Metin Bloğu —
------------------------------
Viral Hastalıklardan Korunmak için Yapılması Gerekenler
- El hijyenine önem verilmeli, yemekten önce ve sonra, tuvaletten önce ve sonra eller sabun ve bol su ile iyice yıkanmalıdır.
- Toplu yaşanılan yerlerde öksürürken, aksırırken ağız bir mendille kapatılmalıdır. Sokaklara tükürülmemelidir.
- İçme ve kullanma suyu ihtiyacı güvenli kaynaklardan karşılanmalı, şüpheli durumlarda içme suları kaynatılmalı veya klorlanmalıdır.
- Kişisel temizliğe ve hijyene özen gösterilmeli, hastalık durumunda insanlarla doğrudan temastan kaçınılmalıdır.
- Çiğ tüketilen meyve ve sebzeler, bol su ile yıkandıktan sonra tüketilmelidir.
- Hayvansal gıdalar iyice pişirilmeli, soğuk hava odalarında saklanmalıdır.
------------------------------
İfade konumlandırma verileri:

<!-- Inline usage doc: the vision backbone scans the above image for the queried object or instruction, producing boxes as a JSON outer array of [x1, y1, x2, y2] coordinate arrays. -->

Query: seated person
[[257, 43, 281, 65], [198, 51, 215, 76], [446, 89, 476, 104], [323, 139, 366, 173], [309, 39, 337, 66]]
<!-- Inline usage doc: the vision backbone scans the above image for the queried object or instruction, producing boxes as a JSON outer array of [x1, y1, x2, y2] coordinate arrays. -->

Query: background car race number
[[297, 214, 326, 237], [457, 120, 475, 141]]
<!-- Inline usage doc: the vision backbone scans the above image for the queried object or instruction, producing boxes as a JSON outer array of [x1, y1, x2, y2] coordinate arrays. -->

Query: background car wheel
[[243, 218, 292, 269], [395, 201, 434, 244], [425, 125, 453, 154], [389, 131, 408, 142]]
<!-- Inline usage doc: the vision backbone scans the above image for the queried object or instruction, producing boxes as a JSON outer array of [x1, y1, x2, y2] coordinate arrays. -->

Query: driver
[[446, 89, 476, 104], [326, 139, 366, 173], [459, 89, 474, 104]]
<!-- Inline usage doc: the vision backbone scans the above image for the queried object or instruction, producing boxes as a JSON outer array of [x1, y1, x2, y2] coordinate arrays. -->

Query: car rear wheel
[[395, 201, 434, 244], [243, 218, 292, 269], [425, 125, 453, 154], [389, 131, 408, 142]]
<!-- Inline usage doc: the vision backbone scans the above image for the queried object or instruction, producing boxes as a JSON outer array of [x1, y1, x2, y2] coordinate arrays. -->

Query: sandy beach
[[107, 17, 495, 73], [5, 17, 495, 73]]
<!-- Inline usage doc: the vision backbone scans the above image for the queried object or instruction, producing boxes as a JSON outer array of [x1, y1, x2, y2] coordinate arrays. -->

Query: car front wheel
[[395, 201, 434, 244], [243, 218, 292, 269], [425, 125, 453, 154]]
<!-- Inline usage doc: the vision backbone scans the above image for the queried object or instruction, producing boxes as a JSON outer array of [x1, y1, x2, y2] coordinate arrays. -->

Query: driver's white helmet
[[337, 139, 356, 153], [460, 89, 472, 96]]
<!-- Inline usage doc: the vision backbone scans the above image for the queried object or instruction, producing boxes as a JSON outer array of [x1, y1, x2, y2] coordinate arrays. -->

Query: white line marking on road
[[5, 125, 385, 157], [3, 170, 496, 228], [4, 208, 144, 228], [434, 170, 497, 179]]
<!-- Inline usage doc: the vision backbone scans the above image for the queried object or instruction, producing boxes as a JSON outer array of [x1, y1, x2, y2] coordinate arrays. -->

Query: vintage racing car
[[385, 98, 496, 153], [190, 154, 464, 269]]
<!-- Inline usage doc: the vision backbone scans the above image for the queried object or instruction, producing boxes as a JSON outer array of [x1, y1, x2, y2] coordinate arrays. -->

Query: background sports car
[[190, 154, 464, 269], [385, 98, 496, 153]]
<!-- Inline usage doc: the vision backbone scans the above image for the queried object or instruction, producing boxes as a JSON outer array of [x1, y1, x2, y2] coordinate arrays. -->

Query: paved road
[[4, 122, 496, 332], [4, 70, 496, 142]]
------------------------------
Hedefiniz —
Viral hastalıklardan korunma metninde ellerin sabun ve bol su ile yıkanması gereken bütün zamanları sıralayın. Kayıtlar, metinden bağımsız ayrı bir malzemedir.

Yanıt —
- Yemekten önce
- Yemekten sonra
- Tuvaletten önce
- Tuvaletten sonra